> [ACTIVITY]: Go through the entries below and pick out every line with "black".

(Beginning of INFORMATION PROVIDED)

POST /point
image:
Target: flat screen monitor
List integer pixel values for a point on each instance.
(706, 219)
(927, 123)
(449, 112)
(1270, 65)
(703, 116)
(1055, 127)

(End of INFORMATION PROVIDED)
(Beginning of INFORMATION PROVIDED)

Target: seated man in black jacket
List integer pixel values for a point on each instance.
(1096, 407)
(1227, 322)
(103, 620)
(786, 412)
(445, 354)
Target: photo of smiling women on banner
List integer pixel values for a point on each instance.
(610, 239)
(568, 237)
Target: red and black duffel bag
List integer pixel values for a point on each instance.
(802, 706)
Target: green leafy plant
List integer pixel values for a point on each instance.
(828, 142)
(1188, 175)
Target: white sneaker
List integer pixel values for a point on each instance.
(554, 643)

(End of INFORMATION PROVIDED)

> [SOLUTION TO THE EXERCISE]:
Target: seated man in black jacket
Target: red and black duffel bag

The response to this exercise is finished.